*** Page text ***
The starting thread was about teachers, the responses were about teachers.  There has not been a single thread that deviated the topic into a 'teachers have it worse than any one else' idea.  There have even been some mentions of acknowledgement that there are other jobs that are meaningful and stressful as well.

Putting thread in perspective is not needed because 'relative comparison' was never the goal or purpose of the discussion.

THere are many 'non teachers' who have posted here on either side of the topic.  I think perspective is there.

Now if you want to start a thread that makes a relative comparison of teaching and other professions based on a criteria list then go for it.


----------



## mj-hi-yah (Aug 5, 2004)

pete said:
			
		

> _how even with tenured positions making dismissal for poor performance virtually impossible, there is concern of layoffs_




This is just another example of the many misconceptions about teachers. Tenure does not guarantee a teacher a job. If enrollment is low and there are not enough children to teach, or school budgets are not passed, causing larger class size, tenured teachers will, and do lose their jobs. Like all professions, the state of the economy influences the employment of teachers.


----------



## hardheadjarhead (Aug 5, 2004)

pete said:
			
		

> sorry you couldn't look at it more objectively... didn't mean to strike a nerve.
> 
> 
> 
> it shouldn't be taken as insulting to anyone, just put into perspective.  teachers are far from alone in the unpleasantries brough upon working people in our current economy.  it would be insulting to non-teachers to think otherwise.
***
Brief: Continue the forum thread about teachers and tenure, starting right after its last sentence.
*** Provided information ***
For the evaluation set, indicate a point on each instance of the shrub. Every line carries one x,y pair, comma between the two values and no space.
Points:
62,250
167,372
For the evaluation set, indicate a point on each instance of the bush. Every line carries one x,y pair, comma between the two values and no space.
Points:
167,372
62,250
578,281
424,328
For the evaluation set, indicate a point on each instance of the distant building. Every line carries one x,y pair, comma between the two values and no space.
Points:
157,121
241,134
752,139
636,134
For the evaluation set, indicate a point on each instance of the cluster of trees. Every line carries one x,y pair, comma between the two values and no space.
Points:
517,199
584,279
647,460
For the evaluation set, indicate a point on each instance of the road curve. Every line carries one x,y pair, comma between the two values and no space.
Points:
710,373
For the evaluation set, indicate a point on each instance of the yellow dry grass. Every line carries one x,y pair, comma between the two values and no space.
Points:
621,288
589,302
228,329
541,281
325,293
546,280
***
Answer to this exercise:
Pete,

I think people are well aware that teachers aren't at the bottom of the barrel as far as unpleasant jobs go.  I seriously doubt that anybody would argue that.  If you want to post a thread on America's cruddiest jobs, that might be an interesting topic.  Teachers might not rank anywhere on that list.  I wouldn't suggest they ought to...but I _would _ suggest, given the importance of their job...that their salaries and benefits should be higher so as to attract more talent to the field.  

The Jobs Rated Almanac rates being a teacher as being lower than that of being a teacher's aid, a maid, or a janitor.  Men typically don't enter the field because its perceived they can't support a family on the money offered.  Texas has such low pay that their turnover rate for teachers is ridiculous:

http://www.dailytexanonline.com/new...To.Attract.Retain.Texas.Teachers-694017.shtml

-----

If I showed your post to my wife, her mother, my sisters and brothers-in-law, (and I can, if you like), they'd take serious offense.  It raises my hackles because I see and hear what my wife deals with as a middle school teacher.  You bet you struck a nerve.

Again, I re-emphasize, whatever experiences you and others might have with teachers in New York, remember that elsewhere it is different.  


Regards,


Steve


----------



## OULobo (Aug 5, 2004)

I unserstand and to some extent agree with Pete on most of this, so please allow me to snipe the one I don't agree with. 



			
				pete said:
			
		

> how even with tenured positions making dismissal for poor performance virtually impossible, there is concern of layoffs
> 
> how teachers are unique in obtaining a costly education, starting out with a low paying job, and working up the ladder
> 
> how easy it is to hand over the administrators as the villans, just like lawyers and insurance co's



As mj-hi-yah stated tenure doesn't gaurentee(sp) a teacher from a lay off and tenure isn't offered for all teaching positions.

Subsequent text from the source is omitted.